• [Dataset entries]
-----

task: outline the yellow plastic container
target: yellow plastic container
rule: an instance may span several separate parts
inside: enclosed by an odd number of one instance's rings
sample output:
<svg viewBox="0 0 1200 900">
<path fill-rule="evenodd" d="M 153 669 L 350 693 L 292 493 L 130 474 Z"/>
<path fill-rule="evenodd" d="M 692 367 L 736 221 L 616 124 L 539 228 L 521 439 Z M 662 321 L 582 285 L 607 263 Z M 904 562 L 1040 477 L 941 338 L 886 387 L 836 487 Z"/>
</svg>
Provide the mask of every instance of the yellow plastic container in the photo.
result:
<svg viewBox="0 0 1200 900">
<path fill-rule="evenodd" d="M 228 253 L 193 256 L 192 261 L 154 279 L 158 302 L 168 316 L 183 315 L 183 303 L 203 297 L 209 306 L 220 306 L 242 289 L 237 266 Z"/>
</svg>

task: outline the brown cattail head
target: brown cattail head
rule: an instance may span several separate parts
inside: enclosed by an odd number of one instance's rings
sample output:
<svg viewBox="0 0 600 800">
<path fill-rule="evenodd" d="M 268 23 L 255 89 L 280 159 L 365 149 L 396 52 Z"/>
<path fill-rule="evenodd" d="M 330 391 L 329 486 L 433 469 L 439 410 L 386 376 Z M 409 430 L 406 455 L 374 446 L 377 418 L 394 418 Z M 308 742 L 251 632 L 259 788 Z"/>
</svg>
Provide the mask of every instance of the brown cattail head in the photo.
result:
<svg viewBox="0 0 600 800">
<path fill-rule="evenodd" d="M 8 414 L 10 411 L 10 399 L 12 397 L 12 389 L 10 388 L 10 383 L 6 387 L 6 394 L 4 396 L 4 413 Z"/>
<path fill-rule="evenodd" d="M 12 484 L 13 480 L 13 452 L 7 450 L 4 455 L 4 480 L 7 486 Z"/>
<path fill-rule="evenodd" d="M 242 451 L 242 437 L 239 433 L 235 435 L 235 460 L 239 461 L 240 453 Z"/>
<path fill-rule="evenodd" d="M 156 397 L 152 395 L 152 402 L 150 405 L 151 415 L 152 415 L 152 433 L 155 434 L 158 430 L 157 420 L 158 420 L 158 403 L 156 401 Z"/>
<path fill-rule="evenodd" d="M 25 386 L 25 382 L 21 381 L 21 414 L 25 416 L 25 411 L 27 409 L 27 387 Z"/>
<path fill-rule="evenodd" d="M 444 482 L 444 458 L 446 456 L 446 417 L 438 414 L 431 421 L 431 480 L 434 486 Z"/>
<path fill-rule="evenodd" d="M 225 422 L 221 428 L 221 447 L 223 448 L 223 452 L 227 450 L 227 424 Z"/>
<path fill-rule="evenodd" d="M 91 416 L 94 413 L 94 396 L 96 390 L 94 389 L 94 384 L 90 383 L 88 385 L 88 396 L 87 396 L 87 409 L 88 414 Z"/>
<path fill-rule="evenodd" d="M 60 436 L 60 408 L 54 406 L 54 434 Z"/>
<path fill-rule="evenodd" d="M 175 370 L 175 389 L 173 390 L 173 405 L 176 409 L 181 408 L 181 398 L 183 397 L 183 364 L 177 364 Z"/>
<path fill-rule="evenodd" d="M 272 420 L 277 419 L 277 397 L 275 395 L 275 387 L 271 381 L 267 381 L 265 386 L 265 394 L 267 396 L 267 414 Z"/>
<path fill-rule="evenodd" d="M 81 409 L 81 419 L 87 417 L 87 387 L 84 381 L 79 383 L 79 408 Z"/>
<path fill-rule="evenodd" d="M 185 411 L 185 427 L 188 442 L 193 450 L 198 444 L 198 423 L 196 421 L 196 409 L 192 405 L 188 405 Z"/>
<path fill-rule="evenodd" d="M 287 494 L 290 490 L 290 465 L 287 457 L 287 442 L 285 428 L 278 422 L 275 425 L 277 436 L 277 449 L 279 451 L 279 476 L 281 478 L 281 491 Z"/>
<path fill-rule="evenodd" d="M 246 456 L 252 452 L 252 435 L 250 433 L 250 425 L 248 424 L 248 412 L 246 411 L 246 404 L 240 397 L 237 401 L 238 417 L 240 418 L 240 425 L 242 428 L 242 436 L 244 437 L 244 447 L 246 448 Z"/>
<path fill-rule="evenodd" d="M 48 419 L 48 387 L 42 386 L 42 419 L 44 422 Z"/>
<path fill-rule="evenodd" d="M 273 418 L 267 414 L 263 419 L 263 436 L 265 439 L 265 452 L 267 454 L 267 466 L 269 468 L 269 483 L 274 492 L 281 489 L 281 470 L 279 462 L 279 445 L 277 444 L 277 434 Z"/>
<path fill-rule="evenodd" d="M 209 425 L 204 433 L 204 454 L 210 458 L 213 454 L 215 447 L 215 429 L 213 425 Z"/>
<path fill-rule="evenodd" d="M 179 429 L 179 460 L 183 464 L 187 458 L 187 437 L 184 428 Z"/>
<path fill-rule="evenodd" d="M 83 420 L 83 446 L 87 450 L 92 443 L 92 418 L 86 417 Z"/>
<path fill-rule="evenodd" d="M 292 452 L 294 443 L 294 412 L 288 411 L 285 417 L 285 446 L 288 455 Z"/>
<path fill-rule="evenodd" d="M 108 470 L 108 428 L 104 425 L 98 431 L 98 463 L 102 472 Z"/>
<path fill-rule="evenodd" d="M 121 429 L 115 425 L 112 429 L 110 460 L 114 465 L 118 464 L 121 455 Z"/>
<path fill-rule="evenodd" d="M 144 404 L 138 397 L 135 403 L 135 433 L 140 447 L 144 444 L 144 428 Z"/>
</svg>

-----

• [What you have to do]
Copy all lines from the data that hold the word "Provide".

• [Your solution]
Provide the mask of every instance of the yellow plastic container in the photo.
Provide the mask of every instance of the brown cattail head in the photo.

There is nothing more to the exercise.